EXERCISE DETAILS — All of the data needs to be reproduced with no alterations.

Dataset items:
++++++++

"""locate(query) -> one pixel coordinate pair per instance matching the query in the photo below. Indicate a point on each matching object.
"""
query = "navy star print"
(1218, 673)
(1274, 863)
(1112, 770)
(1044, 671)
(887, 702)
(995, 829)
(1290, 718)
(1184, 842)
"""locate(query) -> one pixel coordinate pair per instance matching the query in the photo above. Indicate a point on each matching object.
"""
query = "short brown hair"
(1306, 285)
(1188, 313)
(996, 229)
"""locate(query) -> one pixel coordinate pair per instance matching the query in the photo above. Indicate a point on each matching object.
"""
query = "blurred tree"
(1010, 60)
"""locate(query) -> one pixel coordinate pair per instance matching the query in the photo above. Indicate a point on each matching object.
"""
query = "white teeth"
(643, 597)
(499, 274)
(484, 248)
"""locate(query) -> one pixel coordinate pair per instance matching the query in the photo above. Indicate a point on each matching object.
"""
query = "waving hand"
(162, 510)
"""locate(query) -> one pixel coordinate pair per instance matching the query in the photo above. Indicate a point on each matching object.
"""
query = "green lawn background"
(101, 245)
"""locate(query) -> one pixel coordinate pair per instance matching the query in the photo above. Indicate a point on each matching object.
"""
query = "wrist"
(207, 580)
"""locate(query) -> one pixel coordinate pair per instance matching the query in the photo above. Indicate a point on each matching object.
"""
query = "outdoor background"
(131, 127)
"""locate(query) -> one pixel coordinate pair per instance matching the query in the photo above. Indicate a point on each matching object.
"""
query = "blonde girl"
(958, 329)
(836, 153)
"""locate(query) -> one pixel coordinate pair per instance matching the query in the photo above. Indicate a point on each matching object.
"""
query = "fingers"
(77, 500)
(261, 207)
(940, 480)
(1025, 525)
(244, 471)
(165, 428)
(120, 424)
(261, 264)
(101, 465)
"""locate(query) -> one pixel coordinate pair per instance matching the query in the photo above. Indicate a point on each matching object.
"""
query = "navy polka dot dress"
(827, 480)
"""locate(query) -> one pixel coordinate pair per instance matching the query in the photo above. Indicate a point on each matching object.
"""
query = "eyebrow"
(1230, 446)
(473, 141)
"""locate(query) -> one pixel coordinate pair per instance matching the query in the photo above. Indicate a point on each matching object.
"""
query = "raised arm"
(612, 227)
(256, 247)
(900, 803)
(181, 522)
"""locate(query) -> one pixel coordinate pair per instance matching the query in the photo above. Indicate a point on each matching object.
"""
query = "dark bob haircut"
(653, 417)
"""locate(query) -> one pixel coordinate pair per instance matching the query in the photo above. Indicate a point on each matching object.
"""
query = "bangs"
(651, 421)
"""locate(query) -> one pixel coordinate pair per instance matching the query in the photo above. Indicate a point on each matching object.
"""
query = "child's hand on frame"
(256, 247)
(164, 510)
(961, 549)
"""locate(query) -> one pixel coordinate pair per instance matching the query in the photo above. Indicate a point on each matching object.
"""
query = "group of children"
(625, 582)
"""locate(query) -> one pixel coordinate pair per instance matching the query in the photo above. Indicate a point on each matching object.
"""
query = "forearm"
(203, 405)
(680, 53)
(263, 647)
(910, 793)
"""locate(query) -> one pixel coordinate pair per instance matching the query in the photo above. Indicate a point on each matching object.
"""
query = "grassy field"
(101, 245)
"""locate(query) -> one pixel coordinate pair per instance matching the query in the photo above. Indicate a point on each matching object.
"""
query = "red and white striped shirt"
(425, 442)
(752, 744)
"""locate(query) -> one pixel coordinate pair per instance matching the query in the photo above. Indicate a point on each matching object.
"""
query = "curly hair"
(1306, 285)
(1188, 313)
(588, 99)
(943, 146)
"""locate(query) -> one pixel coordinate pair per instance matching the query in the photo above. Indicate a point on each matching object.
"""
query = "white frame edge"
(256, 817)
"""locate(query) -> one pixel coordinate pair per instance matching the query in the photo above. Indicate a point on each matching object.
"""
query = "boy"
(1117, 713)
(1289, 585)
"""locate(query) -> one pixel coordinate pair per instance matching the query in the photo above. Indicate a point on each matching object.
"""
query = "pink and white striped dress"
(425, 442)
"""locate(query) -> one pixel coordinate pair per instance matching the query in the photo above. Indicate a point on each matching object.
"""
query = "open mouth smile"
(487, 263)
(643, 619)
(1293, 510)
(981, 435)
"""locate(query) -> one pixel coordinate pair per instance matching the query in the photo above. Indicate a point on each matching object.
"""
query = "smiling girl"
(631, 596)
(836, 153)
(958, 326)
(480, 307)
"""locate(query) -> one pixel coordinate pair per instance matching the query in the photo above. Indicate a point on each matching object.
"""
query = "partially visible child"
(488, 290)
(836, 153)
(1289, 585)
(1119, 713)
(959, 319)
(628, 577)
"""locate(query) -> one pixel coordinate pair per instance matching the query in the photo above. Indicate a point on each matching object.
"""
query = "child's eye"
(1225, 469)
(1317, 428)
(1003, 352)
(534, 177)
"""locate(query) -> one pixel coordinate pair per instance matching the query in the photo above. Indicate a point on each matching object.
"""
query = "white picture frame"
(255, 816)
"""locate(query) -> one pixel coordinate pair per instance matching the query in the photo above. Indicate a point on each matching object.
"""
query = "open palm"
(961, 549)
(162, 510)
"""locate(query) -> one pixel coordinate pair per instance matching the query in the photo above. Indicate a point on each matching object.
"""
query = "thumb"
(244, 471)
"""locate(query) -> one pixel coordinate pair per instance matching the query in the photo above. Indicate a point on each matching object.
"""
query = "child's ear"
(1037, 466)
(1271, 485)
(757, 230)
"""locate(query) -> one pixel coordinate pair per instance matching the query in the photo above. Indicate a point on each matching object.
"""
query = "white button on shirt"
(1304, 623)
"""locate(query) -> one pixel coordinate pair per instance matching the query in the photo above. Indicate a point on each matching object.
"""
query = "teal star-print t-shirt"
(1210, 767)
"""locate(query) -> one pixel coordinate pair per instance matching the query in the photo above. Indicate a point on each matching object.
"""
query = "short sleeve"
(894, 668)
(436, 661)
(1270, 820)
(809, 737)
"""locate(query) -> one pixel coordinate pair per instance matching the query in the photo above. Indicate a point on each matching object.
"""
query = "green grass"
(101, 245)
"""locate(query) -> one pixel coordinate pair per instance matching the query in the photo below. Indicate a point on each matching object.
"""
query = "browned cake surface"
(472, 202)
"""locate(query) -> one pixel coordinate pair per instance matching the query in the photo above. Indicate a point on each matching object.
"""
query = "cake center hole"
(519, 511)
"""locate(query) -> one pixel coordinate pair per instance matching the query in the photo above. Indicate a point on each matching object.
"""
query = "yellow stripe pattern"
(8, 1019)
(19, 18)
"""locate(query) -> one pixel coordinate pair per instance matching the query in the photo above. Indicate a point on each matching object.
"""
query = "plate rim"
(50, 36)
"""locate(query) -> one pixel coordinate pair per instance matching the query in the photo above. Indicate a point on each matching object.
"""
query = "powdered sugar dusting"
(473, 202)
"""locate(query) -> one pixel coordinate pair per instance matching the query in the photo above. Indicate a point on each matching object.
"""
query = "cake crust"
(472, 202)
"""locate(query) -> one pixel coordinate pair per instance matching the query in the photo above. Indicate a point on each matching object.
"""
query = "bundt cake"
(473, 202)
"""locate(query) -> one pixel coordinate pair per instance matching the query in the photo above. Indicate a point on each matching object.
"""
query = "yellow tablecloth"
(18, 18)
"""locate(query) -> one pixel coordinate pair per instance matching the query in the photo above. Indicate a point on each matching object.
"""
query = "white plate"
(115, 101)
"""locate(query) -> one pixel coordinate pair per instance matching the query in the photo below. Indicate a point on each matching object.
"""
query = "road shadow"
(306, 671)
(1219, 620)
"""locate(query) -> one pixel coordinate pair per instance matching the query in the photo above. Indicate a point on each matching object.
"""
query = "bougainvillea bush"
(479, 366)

++++++++

COMPLETED TASK —
"""locate(query) -> one pixel coordinate pair per instance matching the query in the photo below. Indicate a point on each matching object.
"""
query = "navy star print"
(1218, 673)
(1274, 863)
(1112, 770)
(1044, 671)
(887, 702)
(995, 829)
(1290, 718)
(1184, 842)
"""locate(query) -> one pixel coordinate pair per instance matching the query in the photo above. Indicate a point on each matching object.
"""
query = "short brown hair"
(1306, 285)
(1188, 313)
(996, 229)
"""locate(query) -> one pixel coordinate pair per instance matching the query in the photo above. Indicate a point on each matching object.
"""
query = "blurred tree"
(1010, 60)
"""locate(query) -> one pixel coordinate pair per instance matching the query in the photo above. Indicate a point on each matching object.
"""
query = "white teeth"
(643, 597)
(499, 274)
(484, 248)
"""locate(query) -> one pixel coordinate pair per instance matching the query in the photo above. Indicate a point on each matching object.
"""
query = "waving hand"
(162, 510)
"""locate(query) -> one pixel coordinate pair per instance matching the query in the photo above. Indicate a point on each matching object.
"""
query = "green lawn background"
(101, 245)
"""locate(query) -> one pixel coordinate pair per instance matching the query in the photo above. Indicate a point on each matching object.
"""
query = "wrist"
(207, 580)
"""locate(query) -> one pixel coordinate pair per instance matching the query in the photo above. Indicate a point on each matching object.
"""
query = "outdoor background"
(131, 127)
"""locate(query) -> one pixel coordinate pair per instance matching the query in the photo above. Indicate a point on each matching object.
"""
query = "blonde girl"
(958, 329)
(836, 153)
"""locate(query) -> one pixel coordinate pair per instance matching the query in the photo above. Indicate a point on each matching object.
"""
query = "fingers"
(77, 500)
(261, 207)
(940, 480)
(1025, 525)
(244, 471)
(165, 428)
(120, 424)
(261, 264)
(101, 465)
"""locate(query) -> one pixel coordinate pair per instance matching the query in the photo above. Indicate a point on each matching object.
"""
query = "navy polka dot dress"
(827, 480)
"""locate(query) -> one pixel coordinate pair per instance matching the query in the photo above. Indicate a point on each matching object.
"""
query = "eyebrow"
(1230, 446)
(473, 141)
"""locate(query) -> one pixel coordinate pair per instance matching the query in the photo above. Indicate a point on each matching object.
"""
query = "raised arm"
(612, 227)
(256, 247)
(900, 803)
(181, 522)
"""locate(query) -> one pixel coordinate pair per instance matching the query in the photo above. Indicate a point on each matching object.
"""
query = "dark bob haircut"
(653, 417)
"""locate(query) -> one pixel coordinate pair per instance matching the query in the photo above. Indicate a point on each matching object.
"""
query = "bangs"
(651, 421)
"""locate(query) -> one pixel coordinate pair per instance matching the query in the photo above. Indicate a point on each matching object.
"""
query = "child's hand on frame"
(256, 247)
(164, 510)
(961, 549)
"""locate(query) -> one pixel coordinate pair per instance matching the query in the photo above. Indicate a point on each matching object.
"""
query = "group of children"
(625, 582)
"""locate(query) -> one pixel coordinate pair per instance matching the query in the photo above. Indicate a point on each matching object.
"""
query = "forearm"
(203, 405)
(680, 53)
(263, 647)
(910, 793)
"""locate(query) -> one pixel coordinate pair per instance matching the query in the photo above. Indicate a point on each matching object.
"""
query = "grassy field"
(101, 245)
"""locate(query) -> one pixel coordinate pair per instance matching the query in the photo above. Indicate a point on each matching object.
"""
query = "red and white striped shirt"
(425, 442)
(752, 744)
"""locate(query) -> one pixel coordinate pair per instance matching the query in the photo above. Indicate a point on each matching object.
"""
query = "curly hair"
(1306, 285)
(1188, 313)
(588, 99)
(943, 146)
"""locate(query) -> one pixel coordinate pair per instance matching the query in the photo above. Indicate a point on each matching object.
"""
query = "white frame edge"
(256, 817)
"""locate(query) -> one pixel coordinate pair per instance matching the query in the photo above. Indicate a point on each matching object.
"""
query = "boy"
(1117, 713)
(1289, 585)
"""locate(query) -> one pixel coordinate pair per instance matching the query in the photo above. Indicate a point on each matching object.
"""
query = "pink and white striped dress"
(425, 442)
"""locate(query) -> one pixel coordinate pair per instance matching the query in the photo above. Indicate a point on each matching object.
"""
query = "open mouth smile"
(487, 263)
(643, 619)
(1293, 510)
(981, 435)
"""locate(query) -> one pixel coordinate pair per instance matching the query in the photo above. Indicate a point on each matching object.
"""
query = "smiling girl"
(631, 596)
(836, 153)
(958, 326)
(480, 307)
"""locate(query) -> one pixel coordinate pair per instance matching the query in the photo above. Indicate a point on each matching object.
"""
query = "partially visible child"
(488, 290)
(836, 153)
(1289, 585)
(1119, 713)
(959, 319)
(628, 577)
"""locate(query) -> one pixel coordinate pair per instance matching the query in the photo above. Indicate a point on each matching object.
"""
query = "child's eye"
(1225, 469)
(1317, 428)
(1003, 352)
(534, 177)
"""locate(query) -> one pixel coordinate pair per instance matching the query in the photo above. Indicate a point on each matching object.
"""
query = "white picture frame"
(255, 816)
"""locate(query) -> one pixel coordinate pair per instance matching the query in the photo above. Indicate a point on each matching object.
"""
query = "open palm"
(961, 549)
(162, 510)
"""locate(query) -> one pixel coordinate pair per instance matching the query in the photo above. Indicate a point on each matching object.
"""
query = "thumb"
(244, 471)
"""locate(query) -> one pixel coordinate pair per instance matching the query in the photo above. Indicate a point on each matching object.
"""
query = "child's ear"
(1037, 466)
(1271, 485)
(757, 230)
"""locate(query) -> one pixel coordinate pair per instance matching the query in the photo above. Indicate a point on each matching object.
"""
query = "white button on shirt"
(1304, 623)
"""locate(query) -> one pixel coordinate pair per instance matching the query in the photo above. Indicate a point on each matching object.
"""
query = "teal star-print t-shirt"
(1210, 767)
"""locate(query) -> one pixel coordinate pair per instance matching the query in the photo above. Indicate a point on each matching object.
"""
query = "short sleeve"
(894, 668)
(436, 661)
(1270, 820)
(809, 737)
"""locate(query) -> one pixel coordinate pair per instance matching the query in the photo above. Indicate a point on each matching object.
"""
query = "green grass"
(101, 245)
"""locate(query) -> one pixel coordinate pair per instance matching the query in the photo below. Indicate a point on each matching object.
"""
query = "browned cake surface"
(472, 202)
"""locate(query) -> one pixel coordinate pair per instance matching the query in the photo above. Indicate a point on each matching object.
"""
query = "cake center hole"
(519, 511)
"""locate(query) -> one pixel coordinate pair per instance matching the query in the photo above. Indicate a point on each matching object.
"""
query = "yellow stripe pattern"
(8, 1019)
(19, 18)
"""locate(query) -> one pixel coordinate pair per instance matching the query in the photo above. Indicate a point on each matching object.
"""
query = "plate rim"
(50, 36)
"""locate(query) -> one pixel coordinate pair per instance matching the query in the photo above. Indicate a point on each matching object.
"""
query = "powdered sugar dusting"
(473, 202)
"""locate(query) -> one pixel coordinate pair per instance matching the query in the photo above. Indicate a point on each matching object.
"""
query = "cake crust"
(472, 202)
"""locate(query) -> one pixel coordinate pair per instance matching the query in the photo above. Indicate a point on each matching object.
"""
query = "bundt cake"
(473, 202)
"""locate(query) -> one pixel coordinate pair per instance matching the query in the photo above. Indicate a point on each matching object.
"""
query = "yellow tablecloth"
(18, 18)
"""locate(query) -> one pixel coordinate pair per instance matching the query in the photo above. Indicate a point on each matching object.
"""
query = "white plate"
(115, 101)
"""locate(query) -> one pixel coordinate pair per instance matching the query in the photo below. Indicate a point on each matching object.
"""
query = "road shadow"
(306, 671)
(1219, 620)
"""locate(query) -> one pixel coordinate pair per instance matching the query in the photo above. Indicate a point on each matching object.
"""
query = "bougainvillea bush"
(479, 366)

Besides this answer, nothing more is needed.